Images are to be omitted, and the rest of the records reproduced exactly.

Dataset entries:
***

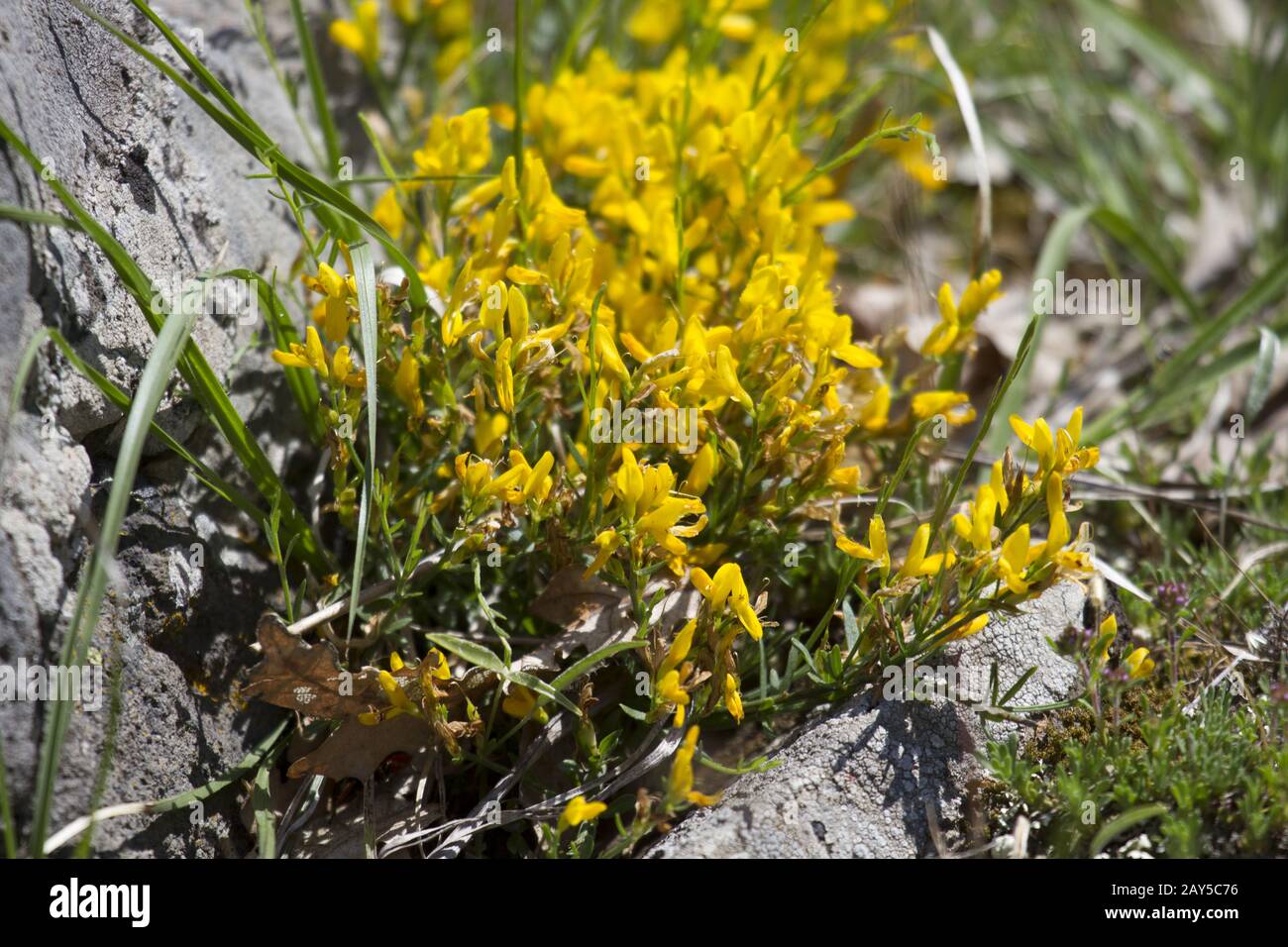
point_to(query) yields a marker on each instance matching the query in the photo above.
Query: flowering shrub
(653, 240)
(579, 424)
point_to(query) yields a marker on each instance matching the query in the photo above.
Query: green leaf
(471, 651)
(192, 365)
(266, 823)
(1132, 817)
(1051, 260)
(1267, 352)
(592, 659)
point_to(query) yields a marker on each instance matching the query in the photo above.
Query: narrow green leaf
(1258, 389)
(1132, 817)
(1051, 260)
(266, 823)
(574, 672)
(471, 651)
(317, 86)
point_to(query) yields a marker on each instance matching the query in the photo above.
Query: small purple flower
(1171, 596)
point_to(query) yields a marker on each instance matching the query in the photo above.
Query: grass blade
(970, 119)
(153, 384)
(365, 281)
(1052, 258)
(192, 365)
(11, 836)
(317, 86)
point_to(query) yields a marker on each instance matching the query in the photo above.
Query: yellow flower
(965, 629)
(606, 543)
(679, 648)
(436, 665)
(679, 783)
(875, 415)
(1014, 560)
(700, 471)
(387, 213)
(876, 551)
(978, 528)
(360, 35)
(580, 810)
(1057, 528)
(310, 355)
(670, 690)
(956, 322)
(733, 699)
(1140, 664)
(728, 586)
(502, 376)
(1059, 451)
(333, 311)
(1106, 637)
(656, 21)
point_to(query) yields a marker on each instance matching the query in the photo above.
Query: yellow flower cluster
(653, 240)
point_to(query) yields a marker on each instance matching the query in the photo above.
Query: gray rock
(167, 183)
(880, 777)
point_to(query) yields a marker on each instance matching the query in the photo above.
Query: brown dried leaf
(308, 678)
(356, 749)
(596, 613)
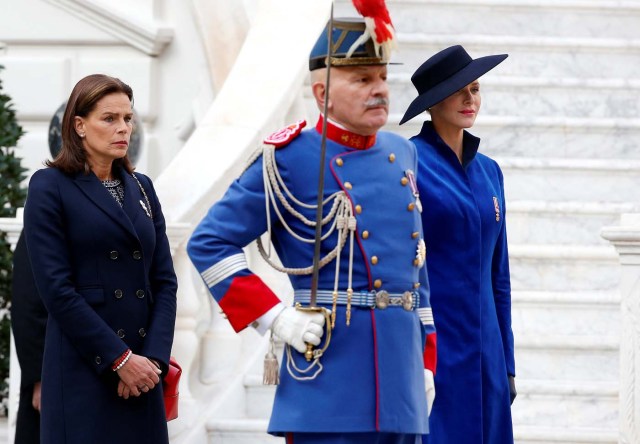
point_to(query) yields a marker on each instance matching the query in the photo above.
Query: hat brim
(474, 70)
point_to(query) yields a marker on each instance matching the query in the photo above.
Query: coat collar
(470, 143)
(126, 215)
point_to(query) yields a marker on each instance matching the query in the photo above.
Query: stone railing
(626, 239)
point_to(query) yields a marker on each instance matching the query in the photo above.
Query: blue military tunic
(373, 369)
(468, 267)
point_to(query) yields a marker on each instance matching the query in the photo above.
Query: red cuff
(247, 299)
(430, 353)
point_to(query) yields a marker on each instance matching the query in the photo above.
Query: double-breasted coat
(106, 276)
(468, 267)
(28, 322)
(373, 370)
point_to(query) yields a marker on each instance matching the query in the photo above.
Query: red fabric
(285, 135)
(345, 137)
(170, 387)
(247, 299)
(430, 355)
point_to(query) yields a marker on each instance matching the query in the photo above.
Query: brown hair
(72, 157)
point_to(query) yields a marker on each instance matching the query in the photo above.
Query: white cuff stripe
(426, 315)
(223, 269)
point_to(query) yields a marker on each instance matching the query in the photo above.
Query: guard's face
(107, 128)
(359, 98)
(459, 110)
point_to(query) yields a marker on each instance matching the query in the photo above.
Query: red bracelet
(121, 360)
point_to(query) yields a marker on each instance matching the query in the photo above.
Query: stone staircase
(561, 116)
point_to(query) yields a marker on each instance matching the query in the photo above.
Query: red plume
(378, 26)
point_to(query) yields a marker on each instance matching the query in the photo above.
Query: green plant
(12, 196)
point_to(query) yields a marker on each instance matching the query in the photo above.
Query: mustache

***

Output for this task:
point_to(query) yields a marker on each instance matching the query in the photo above.
Query: flowering shrub
(653, 240)
(579, 424)
point_to(query) yields a marker on each instance matching the query in the photo above.
Query: green leaf
(471, 651)
(192, 365)
(266, 823)
(1132, 817)
(1051, 260)
(1267, 352)
(592, 659)
point_to(query) yields a marker on each instance matching the query in the photo above.
Query: narrow green leaf
(1258, 389)
(1132, 817)
(1051, 260)
(266, 823)
(574, 672)
(471, 651)
(317, 86)
point_to(query) yields a marker on each instance matching the query in the photo above.
Query: small purple flower
(1171, 596)
point_to(query) yields a marker on each instance matching the query in the photo above.
Query: grass blade
(970, 119)
(153, 384)
(365, 281)
(1052, 258)
(192, 365)
(11, 836)
(317, 86)
point_to(query) yields a marker on each instance matching the query in the photo above.
Query: yellow flower
(965, 629)
(606, 543)
(679, 648)
(436, 665)
(679, 783)
(875, 415)
(1014, 560)
(700, 471)
(387, 213)
(876, 551)
(978, 528)
(360, 35)
(580, 810)
(1057, 528)
(310, 355)
(670, 690)
(956, 322)
(733, 699)
(1140, 664)
(728, 586)
(502, 376)
(1059, 451)
(333, 311)
(1106, 637)
(656, 21)
point_to(query) yields a marker on each instance matching the query in the photo above.
Query: yellow flower cluster
(653, 240)
point_to(query) yields a marker on each instance matching the query in the photo above.
Query: gray rock
(167, 183)
(880, 777)
point_to(query) yields a marker on each instance matching the query in the photo above.
Query: brown dried leaf
(308, 678)
(356, 749)
(596, 613)
point_to(query) yields a marker on each instance matching the query in the photo above.
Query: hat brim
(474, 70)
point_to(query) yields a marker on each instance matching the query in the photo above.
Query: coat collar
(470, 143)
(126, 215)
point_to(query) yields a marker on each instance matching the query in the photo above.
Query: stone railing
(626, 239)
point_to(query) yields a marker on each instance matching the query in the photo above.
Query: blue military tunic
(373, 369)
(468, 267)
point_to(query) yields a marker on each instance matching the query in the photo above.
Query: red cuff
(247, 299)
(430, 353)
point_to(query) yields a marker on each instance matching the query in the photo above.
Query: double-breasted coat
(106, 276)
(468, 267)
(28, 322)
(373, 370)
point_to(query) yields a marker on each instance matching the query in the photo above.
Query: red fabric
(285, 135)
(345, 137)
(170, 387)
(247, 299)
(430, 355)
point_to(query) yields a marker on each instance matching the query in the photo above.
Query: brown hair
(72, 157)
point_to(query) yields a marker on each instance matching the query in the photo above.
Query: white cuff stripe
(426, 315)
(223, 269)
point_to(query) yields a marker on each instance matching the query in the photo above.
Query: guard's face
(107, 128)
(359, 98)
(459, 110)
point_to(query) yields a marker on each instance matching the query in the photo above.
Query: red bracelet
(121, 360)
point_to(query) yields a marker on each instance matching the query in the photo above.
Query: stone staircase
(561, 116)
point_to(query) yields a marker on each instance matching the query in the photo above.
Query: red plume
(378, 26)
point_to(query) yields a marker on each instance matching the query in the photo above.
Query: green plant
(12, 196)
point_to(query) yields a marker on each instance matching the query in the photo above.
Query: mustache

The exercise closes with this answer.